Task details:
Please copy the records below, swapping every "indicate" for "mark" and leaving everything else unchanged.

===== Records for this task =====

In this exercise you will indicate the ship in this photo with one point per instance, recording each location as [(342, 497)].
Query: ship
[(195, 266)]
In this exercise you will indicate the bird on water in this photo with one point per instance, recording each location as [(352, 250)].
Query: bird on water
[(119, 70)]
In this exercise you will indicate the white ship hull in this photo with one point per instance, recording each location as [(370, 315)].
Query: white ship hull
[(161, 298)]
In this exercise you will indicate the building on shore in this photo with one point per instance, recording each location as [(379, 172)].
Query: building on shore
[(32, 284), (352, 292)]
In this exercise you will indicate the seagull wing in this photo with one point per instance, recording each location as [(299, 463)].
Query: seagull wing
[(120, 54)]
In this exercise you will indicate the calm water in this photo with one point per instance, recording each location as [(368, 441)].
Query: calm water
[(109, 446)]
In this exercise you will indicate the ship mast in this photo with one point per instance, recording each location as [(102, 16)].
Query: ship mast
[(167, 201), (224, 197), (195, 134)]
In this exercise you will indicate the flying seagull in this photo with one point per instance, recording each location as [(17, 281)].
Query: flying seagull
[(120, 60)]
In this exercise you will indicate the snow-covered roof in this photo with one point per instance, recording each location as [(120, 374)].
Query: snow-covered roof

=====

Full answer:
In this exercise you will mark the ship in this photo with one point per instance, recording each location as [(342, 497)].
Query: ship
[(195, 266)]
In this exercise you will mark the bird on water in this photo with one point per instance, recording each location as [(352, 250)].
Query: bird on water
[(119, 70)]
In this exercise you will mark the white ship hull in this photo with one point per instance, recording each location as [(370, 315)].
Query: white ship hull
[(161, 298)]
In this exercise you will mark the building on shore in this photo with one point per instance, recording each location as [(379, 172)].
Query: building on shore
[(32, 284), (352, 292)]
In this exercise you will mark the seagull wing in this photo with one point per instance, recording each location as [(299, 463)].
Query: seagull wing
[(120, 54)]
In this exercise you will mark the calm water in this photo with one point per instance, recording each location as [(368, 441)].
Query: calm water
[(109, 446)]
In this exercise you will mark the ship mast in this photo with one point per instance, recording each location as [(102, 16)].
Query: ship mast
[(167, 201), (224, 197), (195, 134)]
In this exercise you will mark the flying seagull in this photo with one point per instance, recording each location as [(17, 281)].
Query: flying seagull
[(120, 60)]
In this exercise you will mark the snow-covered roof in this photo with one point per instance, recording each location as [(120, 374)].
Query: snow-covered roof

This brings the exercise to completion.